In the data below, reproduce everything from the line containing "find the floodlight" down to the line containing "[292,185,329,234]", renaming "silhouetted tree" as "tree silhouette" and leaving all else unchanged.

________

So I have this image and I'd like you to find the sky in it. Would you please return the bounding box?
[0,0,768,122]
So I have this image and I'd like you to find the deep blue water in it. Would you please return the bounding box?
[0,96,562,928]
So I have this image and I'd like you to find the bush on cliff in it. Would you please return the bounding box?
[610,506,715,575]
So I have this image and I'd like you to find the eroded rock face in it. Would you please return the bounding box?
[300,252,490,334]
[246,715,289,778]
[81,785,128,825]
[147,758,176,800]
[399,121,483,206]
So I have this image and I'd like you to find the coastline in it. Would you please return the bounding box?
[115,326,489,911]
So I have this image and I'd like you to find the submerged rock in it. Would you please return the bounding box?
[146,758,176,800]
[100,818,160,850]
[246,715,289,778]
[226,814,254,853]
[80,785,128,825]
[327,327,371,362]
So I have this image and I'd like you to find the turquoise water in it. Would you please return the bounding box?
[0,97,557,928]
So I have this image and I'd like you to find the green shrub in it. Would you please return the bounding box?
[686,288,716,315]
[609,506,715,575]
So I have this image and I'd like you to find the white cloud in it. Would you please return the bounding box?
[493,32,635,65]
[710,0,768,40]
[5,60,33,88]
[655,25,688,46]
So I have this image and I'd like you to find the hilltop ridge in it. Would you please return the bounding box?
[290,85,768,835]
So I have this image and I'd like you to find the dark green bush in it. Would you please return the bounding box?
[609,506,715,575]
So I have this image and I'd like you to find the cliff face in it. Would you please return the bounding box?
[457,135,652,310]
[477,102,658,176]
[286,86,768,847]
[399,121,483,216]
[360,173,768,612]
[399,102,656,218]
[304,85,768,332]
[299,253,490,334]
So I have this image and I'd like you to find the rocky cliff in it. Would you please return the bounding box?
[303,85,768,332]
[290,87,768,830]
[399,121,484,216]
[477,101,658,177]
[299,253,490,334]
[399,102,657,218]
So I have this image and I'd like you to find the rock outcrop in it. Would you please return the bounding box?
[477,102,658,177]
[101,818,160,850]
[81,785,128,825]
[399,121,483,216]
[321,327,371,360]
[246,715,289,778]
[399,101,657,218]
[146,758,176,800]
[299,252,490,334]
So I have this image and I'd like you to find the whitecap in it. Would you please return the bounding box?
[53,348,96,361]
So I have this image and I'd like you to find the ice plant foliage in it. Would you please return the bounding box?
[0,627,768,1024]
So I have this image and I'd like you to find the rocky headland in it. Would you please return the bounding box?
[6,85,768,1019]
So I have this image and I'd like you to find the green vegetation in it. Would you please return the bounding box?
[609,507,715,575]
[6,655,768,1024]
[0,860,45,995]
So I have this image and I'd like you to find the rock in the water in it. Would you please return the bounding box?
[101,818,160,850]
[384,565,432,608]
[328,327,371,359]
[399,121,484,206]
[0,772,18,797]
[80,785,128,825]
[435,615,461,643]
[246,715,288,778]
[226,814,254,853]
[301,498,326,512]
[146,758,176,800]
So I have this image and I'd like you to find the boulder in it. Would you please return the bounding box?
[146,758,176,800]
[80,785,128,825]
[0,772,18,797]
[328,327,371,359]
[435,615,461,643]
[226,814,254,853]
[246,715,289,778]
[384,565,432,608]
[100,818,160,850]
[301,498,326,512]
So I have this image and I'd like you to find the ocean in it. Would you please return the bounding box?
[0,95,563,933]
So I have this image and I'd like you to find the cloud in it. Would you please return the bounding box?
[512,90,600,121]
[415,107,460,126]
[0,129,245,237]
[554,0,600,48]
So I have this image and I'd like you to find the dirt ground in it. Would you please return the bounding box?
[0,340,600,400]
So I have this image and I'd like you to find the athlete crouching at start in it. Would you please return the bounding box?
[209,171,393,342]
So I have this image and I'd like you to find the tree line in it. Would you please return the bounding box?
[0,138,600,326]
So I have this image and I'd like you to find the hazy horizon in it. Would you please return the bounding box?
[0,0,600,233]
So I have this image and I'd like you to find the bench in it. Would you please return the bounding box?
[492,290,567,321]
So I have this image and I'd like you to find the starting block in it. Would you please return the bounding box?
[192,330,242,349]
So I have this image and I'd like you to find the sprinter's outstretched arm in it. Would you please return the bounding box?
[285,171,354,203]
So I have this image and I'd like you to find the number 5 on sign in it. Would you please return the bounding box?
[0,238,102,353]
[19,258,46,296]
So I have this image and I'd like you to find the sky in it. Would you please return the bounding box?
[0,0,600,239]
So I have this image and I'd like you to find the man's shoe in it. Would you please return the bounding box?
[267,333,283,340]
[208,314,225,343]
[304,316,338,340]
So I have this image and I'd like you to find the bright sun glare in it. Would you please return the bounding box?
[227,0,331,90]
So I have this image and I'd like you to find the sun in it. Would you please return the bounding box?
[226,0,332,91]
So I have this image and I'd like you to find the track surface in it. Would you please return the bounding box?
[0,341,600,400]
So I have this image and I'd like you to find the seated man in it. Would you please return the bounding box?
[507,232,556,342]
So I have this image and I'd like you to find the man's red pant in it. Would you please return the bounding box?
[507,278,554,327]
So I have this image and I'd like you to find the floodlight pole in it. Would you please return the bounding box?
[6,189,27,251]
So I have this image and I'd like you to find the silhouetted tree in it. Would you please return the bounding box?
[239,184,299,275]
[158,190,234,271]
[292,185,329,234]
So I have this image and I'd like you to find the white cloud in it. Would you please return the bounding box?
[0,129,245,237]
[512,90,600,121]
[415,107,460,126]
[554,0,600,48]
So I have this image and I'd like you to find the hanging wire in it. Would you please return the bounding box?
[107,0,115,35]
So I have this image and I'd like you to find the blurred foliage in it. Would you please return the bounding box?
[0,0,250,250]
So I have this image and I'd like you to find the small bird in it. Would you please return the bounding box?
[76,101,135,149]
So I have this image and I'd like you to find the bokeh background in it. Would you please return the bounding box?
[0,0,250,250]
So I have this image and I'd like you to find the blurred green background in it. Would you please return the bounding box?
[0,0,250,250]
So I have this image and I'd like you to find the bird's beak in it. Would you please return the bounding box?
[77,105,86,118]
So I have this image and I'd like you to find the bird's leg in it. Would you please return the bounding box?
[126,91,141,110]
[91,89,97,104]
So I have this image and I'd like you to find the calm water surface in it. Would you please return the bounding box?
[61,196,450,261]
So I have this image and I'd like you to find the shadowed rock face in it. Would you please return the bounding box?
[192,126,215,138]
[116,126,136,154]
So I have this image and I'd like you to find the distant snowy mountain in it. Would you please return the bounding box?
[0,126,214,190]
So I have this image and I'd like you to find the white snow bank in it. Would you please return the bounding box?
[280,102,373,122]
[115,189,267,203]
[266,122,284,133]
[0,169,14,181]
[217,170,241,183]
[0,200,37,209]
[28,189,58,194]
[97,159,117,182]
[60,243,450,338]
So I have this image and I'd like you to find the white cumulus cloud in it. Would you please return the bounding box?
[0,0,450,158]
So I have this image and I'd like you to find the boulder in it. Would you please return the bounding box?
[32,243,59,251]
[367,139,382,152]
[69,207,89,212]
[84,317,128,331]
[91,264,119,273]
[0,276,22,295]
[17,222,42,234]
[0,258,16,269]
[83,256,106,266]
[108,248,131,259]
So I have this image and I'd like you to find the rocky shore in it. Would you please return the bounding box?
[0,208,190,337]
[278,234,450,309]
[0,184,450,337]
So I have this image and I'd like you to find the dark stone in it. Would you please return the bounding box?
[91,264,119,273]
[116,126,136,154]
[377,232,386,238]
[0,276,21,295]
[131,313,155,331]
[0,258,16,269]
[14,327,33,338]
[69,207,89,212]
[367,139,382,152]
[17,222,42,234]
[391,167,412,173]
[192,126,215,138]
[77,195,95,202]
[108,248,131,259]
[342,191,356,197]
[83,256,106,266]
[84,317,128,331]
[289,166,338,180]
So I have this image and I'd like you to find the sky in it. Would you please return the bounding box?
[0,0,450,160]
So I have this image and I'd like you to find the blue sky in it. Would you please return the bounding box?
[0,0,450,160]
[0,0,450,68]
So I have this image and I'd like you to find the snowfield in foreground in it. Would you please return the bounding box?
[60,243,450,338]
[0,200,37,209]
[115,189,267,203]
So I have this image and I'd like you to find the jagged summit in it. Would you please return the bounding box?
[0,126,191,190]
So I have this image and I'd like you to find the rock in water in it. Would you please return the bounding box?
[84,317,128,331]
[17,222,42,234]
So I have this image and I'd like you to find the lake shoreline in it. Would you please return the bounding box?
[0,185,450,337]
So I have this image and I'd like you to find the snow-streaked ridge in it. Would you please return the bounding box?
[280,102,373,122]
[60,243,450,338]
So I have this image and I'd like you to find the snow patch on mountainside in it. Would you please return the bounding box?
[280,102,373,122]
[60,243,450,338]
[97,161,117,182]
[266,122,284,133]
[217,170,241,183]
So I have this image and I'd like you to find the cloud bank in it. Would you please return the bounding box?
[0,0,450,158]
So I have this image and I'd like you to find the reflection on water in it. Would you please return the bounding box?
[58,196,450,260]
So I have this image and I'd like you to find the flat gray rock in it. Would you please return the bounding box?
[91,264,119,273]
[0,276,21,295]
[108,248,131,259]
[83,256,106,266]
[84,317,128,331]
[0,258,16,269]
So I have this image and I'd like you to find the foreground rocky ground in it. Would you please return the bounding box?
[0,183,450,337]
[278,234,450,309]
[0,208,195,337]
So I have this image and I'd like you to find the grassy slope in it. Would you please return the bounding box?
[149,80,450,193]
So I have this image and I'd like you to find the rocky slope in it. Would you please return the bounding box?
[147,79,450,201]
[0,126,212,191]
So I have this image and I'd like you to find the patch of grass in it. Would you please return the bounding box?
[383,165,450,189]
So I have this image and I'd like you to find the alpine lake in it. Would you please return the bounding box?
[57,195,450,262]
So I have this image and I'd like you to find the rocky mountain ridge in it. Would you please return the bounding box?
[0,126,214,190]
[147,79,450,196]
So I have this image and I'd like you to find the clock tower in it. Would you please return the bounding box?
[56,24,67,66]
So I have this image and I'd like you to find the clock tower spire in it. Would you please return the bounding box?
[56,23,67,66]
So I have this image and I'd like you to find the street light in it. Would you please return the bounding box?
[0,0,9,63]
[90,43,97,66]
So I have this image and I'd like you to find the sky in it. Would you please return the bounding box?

________

▸ RESPONSE TO THE EXERCISE
So I have this image and I'd like you to find the floodlight pole in it. Would you please return the bounding box?
[6,189,27,251]
So I have this image and I'd like you to find the tree silhouette in it. Would you please return the bounding box?
[239,184,299,275]
[158,190,234,271]
[292,185,329,234]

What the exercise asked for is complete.